- [SHORT TASK]: State how many lines of the records below contain the word "logo", and give only that number.
# Start of DATA ENTRIES
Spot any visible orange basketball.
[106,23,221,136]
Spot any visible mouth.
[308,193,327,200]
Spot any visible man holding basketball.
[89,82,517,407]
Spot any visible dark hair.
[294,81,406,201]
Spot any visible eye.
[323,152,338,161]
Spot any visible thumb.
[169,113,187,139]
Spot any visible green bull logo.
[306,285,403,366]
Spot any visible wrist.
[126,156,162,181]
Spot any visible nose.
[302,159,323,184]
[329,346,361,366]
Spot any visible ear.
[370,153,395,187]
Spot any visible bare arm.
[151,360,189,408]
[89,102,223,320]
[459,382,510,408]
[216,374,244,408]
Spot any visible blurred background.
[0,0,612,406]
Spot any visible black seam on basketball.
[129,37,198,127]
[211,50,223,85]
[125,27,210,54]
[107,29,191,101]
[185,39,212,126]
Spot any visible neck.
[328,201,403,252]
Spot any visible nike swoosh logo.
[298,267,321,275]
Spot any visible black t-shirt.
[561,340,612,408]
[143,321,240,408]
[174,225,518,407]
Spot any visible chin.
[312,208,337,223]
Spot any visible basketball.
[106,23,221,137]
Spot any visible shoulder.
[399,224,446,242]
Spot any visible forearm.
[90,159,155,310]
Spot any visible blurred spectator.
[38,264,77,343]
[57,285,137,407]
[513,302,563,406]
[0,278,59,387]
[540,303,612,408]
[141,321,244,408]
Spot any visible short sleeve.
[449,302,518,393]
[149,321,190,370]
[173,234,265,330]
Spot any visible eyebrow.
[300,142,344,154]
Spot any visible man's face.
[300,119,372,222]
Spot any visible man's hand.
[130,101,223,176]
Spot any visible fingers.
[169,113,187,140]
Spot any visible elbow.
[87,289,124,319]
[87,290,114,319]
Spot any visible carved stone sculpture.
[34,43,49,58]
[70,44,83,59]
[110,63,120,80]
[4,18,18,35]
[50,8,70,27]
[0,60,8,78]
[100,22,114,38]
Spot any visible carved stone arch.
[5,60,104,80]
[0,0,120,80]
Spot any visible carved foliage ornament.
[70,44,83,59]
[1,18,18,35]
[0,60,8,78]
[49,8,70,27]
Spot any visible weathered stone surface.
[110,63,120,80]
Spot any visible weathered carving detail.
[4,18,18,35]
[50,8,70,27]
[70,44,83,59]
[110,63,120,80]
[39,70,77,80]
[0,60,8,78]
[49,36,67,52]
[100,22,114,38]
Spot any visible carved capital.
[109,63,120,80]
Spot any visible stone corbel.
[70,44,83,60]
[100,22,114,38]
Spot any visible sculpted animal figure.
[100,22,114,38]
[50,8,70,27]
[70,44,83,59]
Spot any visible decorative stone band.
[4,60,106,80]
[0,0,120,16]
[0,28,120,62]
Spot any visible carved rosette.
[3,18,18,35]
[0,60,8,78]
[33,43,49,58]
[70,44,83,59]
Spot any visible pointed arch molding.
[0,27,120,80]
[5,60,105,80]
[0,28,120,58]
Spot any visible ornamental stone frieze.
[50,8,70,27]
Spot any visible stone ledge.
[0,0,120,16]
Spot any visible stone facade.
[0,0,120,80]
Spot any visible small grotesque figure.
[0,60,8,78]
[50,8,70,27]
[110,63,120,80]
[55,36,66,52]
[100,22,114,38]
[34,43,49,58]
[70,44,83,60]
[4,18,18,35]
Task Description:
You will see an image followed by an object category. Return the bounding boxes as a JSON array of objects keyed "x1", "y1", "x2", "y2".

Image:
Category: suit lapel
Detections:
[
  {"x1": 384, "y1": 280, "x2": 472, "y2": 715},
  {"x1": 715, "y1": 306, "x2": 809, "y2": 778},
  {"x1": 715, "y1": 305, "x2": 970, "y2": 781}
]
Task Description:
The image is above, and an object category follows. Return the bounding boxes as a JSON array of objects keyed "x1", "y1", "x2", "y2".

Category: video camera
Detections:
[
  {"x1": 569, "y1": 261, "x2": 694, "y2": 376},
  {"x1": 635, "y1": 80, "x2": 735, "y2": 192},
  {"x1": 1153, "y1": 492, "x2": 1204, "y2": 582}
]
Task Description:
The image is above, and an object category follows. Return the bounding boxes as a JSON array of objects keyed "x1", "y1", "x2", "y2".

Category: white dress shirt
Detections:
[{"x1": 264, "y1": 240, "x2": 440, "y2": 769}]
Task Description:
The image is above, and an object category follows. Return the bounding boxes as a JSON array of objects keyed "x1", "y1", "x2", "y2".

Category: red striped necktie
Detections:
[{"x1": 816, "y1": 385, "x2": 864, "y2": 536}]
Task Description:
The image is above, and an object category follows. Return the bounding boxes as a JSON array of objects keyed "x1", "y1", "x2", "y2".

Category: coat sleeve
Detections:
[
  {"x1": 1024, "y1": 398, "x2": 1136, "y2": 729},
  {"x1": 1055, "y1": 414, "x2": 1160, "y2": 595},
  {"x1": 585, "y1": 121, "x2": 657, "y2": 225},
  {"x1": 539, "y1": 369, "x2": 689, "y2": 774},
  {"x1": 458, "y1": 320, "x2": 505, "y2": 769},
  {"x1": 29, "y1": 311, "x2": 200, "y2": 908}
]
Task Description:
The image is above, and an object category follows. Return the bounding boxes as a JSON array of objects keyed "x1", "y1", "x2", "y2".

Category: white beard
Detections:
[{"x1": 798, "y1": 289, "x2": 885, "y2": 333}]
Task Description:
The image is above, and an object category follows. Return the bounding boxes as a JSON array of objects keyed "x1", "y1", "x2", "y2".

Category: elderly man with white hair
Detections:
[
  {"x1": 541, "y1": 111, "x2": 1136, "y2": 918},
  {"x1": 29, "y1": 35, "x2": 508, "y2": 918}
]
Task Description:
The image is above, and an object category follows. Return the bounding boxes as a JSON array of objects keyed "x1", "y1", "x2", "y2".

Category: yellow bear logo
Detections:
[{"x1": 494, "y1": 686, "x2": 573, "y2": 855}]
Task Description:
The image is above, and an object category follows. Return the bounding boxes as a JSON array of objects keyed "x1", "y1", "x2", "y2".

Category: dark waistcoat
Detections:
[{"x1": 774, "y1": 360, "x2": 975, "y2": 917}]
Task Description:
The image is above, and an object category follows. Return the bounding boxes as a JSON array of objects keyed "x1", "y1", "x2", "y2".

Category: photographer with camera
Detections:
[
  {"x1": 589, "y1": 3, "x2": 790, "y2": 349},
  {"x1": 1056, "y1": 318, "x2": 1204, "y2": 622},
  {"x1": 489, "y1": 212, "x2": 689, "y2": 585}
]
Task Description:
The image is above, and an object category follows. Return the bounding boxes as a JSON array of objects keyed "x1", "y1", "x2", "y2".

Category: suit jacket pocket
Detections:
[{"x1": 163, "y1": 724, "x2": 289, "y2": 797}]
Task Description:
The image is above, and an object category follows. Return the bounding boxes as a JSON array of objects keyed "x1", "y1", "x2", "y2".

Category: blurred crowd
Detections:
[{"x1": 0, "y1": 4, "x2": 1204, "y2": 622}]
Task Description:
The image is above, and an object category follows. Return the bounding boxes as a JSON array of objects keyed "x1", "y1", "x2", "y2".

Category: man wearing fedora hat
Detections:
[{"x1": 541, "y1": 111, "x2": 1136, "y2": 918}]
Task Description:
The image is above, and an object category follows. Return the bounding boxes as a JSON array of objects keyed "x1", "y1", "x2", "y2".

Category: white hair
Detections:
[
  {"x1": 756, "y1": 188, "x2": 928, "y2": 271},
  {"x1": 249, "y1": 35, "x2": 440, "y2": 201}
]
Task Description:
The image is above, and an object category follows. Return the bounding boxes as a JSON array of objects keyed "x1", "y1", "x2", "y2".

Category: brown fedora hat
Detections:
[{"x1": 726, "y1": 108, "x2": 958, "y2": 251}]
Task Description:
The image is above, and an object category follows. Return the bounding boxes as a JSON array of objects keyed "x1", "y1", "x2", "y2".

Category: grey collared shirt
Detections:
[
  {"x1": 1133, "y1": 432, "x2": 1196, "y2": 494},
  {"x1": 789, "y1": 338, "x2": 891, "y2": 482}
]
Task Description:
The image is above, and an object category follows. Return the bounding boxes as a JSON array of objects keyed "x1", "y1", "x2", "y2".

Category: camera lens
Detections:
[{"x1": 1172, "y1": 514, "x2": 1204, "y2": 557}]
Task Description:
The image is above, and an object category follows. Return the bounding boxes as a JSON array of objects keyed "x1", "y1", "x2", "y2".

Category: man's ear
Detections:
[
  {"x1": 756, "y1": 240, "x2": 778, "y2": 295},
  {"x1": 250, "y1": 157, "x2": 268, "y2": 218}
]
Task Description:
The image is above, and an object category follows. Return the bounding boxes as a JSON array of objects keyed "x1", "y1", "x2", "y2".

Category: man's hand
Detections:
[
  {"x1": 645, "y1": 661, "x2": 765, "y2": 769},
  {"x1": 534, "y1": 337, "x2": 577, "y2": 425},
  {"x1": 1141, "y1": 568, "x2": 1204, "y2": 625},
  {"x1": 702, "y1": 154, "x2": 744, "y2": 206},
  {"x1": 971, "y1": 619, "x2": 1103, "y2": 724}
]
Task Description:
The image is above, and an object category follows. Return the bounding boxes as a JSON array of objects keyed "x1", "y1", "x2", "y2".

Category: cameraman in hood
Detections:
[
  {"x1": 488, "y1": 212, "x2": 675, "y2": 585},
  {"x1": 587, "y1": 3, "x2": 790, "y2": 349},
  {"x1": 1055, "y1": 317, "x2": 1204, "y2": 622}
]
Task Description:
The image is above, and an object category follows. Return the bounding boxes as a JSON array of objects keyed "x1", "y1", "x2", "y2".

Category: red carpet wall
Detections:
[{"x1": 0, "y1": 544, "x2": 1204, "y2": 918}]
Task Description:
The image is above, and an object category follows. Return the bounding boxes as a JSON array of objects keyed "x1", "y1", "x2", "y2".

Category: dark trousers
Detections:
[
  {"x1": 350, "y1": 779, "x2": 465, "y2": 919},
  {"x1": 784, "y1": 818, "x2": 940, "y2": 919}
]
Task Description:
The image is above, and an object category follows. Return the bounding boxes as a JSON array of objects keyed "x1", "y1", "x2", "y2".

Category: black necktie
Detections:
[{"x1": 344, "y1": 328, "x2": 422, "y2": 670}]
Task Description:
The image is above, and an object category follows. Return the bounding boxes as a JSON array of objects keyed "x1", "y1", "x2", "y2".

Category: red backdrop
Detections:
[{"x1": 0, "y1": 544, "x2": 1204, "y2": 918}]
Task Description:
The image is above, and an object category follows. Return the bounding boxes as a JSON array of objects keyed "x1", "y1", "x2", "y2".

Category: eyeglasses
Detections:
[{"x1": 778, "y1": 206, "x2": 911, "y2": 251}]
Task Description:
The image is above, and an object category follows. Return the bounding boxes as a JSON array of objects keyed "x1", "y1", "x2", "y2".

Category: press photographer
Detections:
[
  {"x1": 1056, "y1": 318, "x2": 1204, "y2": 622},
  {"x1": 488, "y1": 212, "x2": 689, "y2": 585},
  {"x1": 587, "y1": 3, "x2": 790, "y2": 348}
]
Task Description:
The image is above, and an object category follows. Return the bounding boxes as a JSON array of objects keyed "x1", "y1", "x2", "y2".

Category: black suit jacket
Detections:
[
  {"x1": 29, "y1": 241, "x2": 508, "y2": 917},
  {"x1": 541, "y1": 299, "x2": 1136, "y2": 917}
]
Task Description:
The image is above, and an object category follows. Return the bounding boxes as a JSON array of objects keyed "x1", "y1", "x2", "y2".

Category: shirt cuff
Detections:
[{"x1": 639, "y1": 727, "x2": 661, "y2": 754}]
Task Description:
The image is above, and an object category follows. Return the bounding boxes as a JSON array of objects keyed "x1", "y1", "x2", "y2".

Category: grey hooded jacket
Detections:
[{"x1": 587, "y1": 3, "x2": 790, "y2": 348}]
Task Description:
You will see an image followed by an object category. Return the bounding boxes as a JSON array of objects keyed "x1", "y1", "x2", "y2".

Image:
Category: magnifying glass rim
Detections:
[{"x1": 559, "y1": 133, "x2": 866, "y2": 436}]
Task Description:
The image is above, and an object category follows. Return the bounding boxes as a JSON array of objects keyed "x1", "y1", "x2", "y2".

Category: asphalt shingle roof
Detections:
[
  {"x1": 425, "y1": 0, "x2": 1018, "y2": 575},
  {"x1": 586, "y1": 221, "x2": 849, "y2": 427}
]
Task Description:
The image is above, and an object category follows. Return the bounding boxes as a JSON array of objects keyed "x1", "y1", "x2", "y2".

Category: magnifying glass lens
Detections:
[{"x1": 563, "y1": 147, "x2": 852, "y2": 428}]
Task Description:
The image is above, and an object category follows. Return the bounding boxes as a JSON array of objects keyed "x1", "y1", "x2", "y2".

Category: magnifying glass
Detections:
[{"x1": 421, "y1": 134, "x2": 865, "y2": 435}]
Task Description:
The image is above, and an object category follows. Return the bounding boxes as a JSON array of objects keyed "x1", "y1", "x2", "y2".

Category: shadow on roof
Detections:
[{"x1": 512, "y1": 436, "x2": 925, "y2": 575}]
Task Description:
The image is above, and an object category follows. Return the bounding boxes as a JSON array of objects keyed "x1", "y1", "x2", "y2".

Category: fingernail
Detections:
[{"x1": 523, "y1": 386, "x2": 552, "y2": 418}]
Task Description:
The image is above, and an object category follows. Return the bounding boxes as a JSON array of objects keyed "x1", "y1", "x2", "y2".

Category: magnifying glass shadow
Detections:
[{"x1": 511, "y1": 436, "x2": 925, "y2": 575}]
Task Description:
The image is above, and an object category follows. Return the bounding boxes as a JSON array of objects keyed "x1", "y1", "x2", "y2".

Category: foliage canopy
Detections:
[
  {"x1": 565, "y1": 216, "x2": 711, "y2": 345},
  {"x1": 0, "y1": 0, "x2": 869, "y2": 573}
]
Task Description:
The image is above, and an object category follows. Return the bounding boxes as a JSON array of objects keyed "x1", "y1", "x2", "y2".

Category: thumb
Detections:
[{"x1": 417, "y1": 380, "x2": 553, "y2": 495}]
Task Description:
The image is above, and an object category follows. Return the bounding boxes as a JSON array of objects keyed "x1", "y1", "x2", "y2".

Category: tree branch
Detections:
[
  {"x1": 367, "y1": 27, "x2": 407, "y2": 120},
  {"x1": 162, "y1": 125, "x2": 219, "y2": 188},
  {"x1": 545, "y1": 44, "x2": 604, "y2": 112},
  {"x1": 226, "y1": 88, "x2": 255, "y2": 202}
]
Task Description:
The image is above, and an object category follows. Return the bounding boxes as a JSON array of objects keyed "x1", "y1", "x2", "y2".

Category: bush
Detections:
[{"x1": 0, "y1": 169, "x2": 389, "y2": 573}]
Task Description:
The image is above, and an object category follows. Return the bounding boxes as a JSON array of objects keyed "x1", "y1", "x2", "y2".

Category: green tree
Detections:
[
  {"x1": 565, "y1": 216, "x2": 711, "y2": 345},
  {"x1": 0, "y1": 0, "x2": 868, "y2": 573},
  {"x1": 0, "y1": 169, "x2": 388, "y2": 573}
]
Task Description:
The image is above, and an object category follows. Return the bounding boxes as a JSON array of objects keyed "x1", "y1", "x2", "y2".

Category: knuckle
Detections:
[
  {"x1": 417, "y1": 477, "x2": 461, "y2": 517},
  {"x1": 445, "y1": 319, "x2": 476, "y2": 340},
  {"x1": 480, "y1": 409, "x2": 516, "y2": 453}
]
# End of DATA ENTRIES
- [ANSWER BELOW]: 3